As much as I hate to see them move too much water to early, it has been nice floating in Jan and Feb. 

Parkdale is good to go ice wise.


----------



## lmyers (Jun 10, 2008)

ag3dw said:


> What do the #s look like?



Numbers are clear and have been getting ran pretty regularly for February...


----------



## DoStep (Jun 26, 2012)

Seems like about two straight years now of year-round boatable flows, runnable every month in that time span.


----------



## lmyers (Jun 10, 2008)

Ouch... hopefully the pattern changes soon, snowpack is starting to drop quick...


----------



## carloritschl (May 23, 2015)

Anyone want to float/fish the Ark on Saturday? I have never run the Ark on a private trip and would rather do it the first time with someone that has. This is my second season rowing, but I am comfortable on class III stuff. Let me know! I have a 10.5' RMR rigged to fish, or I would be happy to row someone elses.


----------



## Salidaboater (Nov 5, 2013)

Unable to go with you, but floated today and fishing was excellent. If you need any Beta just holler


----------



## Ken Vanatta (May 29, 2004)

Hey Logan, could you post the link for that chart. I've lost it and haven't figured out the site since.

Exercise task 1: In the river forum thread, why does the poster planning a Saturday trip want to go with someone else?
Exercise task 2: In the river forum thread, swap "Ark" for "Arkansas" in the passage starting with "## carloritschl (May" and going on through "row someone elses.".

Provided data:
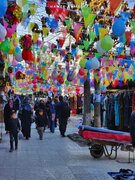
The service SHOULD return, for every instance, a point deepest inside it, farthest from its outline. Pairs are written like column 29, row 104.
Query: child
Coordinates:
column 14, row 128
column 40, row 123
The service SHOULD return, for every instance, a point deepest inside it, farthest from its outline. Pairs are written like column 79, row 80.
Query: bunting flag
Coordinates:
column 89, row 20
column 77, row 30
column 114, row 5
column 45, row 31
column 86, row 11
column 33, row 8
column 61, row 41
column 102, row 32
column 69, row 23
column 63, row 14
column 86, row 45
column 24, row 2
column 35, row 37
column 52, row 6
column 78, row 3
column 31, row 25
column 92, row 36
column 128, row 35
column 132, row 24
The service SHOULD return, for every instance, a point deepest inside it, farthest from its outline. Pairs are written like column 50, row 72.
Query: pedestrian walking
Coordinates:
column 132, row 128
column 40, row 123
column 52, row 114
column 14, row 128
column 26, row 120
column 9, row 107
column 63, row 111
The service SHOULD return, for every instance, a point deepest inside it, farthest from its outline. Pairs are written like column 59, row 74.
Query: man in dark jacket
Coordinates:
column 26, row 120
column 40, row 123
column 132, row 128
column 14, row 128
column 63, row 112
column 9, row 107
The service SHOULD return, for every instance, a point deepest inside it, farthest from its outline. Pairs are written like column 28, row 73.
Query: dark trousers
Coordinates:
column 62, row 125
column 13, row 137
column 52, row 126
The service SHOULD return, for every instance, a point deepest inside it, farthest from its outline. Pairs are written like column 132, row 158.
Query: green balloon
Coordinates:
column 83, row 63
column 66, row 82
column 5, row 46
column 107, row 43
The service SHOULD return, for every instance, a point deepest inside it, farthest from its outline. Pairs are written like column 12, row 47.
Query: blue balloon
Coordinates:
column 82, row 80
column 118, row 27
column 95, row 63
column 3, row 7
column 88, row 65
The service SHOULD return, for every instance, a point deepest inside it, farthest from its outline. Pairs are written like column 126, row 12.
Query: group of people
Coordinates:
column 19, row 115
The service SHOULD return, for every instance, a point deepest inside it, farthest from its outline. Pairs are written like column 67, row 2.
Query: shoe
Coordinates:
column 11, row 150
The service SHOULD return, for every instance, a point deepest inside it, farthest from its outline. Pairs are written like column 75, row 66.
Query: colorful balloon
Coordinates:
column 3, row 7
column 5, row 46
column 88, row 65
column 83, row 63
column 3, row 33
column 118, row 27
column 107, row 43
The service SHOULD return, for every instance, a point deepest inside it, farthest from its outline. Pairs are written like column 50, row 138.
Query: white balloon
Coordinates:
column 95, row 63
column 99, row 49
column 18, row 57
column 3, row 33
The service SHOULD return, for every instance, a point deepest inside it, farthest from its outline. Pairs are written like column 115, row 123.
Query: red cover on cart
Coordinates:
column 101, row 135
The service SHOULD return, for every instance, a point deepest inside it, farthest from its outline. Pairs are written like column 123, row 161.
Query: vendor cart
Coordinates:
column 107, row 142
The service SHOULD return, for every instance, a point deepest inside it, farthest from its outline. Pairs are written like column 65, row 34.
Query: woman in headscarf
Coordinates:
column 26, row 120
column 9, row 107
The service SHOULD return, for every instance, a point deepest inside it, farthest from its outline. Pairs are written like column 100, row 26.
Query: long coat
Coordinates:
column 132, row 128
column 26, row 120
column 7, row 114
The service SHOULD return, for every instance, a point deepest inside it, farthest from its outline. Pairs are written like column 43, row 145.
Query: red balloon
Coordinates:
column 81, row 72
column 34, row 81
column 61, row 80
column 38, row 78
column 27, row 55
column 34, row 86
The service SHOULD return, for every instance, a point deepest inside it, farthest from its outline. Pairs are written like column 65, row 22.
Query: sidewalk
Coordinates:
column 54, row 158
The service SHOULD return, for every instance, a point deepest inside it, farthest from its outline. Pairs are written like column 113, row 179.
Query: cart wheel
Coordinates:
column 96, row 150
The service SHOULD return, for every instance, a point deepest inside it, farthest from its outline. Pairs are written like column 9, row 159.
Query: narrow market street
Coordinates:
column 55, row 158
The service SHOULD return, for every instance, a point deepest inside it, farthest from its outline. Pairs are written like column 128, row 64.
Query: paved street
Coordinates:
column 54, row 158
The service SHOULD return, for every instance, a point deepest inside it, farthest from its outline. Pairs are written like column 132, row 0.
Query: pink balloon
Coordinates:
column 14, row 62
column 133, row 51
column 11, row 30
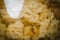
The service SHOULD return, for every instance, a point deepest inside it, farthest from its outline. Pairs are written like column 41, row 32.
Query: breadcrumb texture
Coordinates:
column 36, row 21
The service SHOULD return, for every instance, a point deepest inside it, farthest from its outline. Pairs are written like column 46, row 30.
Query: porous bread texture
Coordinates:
column 36, row 21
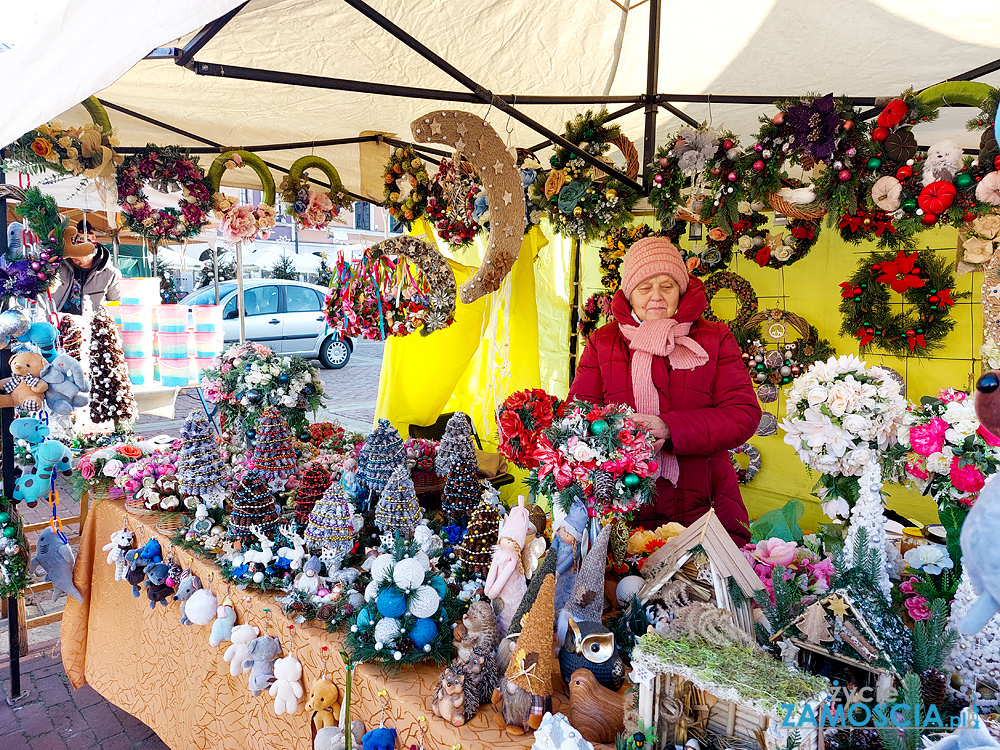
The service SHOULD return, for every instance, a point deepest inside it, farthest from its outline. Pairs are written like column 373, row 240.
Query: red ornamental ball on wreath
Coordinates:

Finished answer 1: The poster has never run the Ark on a private trip and would rather do it the first time with someone who has.

Finished answer 2:
## carloritschl (May 23, 2015)

Anyone want to float/fish the Arkansas on Saturday? I have never run the Arkansas on a private trip and would rather do it the first time with someone that has. This is my second season rowing, but I am comfortable on class III stuff. Let me know! I have a 10.5' RMR rigged to fish, or I would be happy to row someone elses.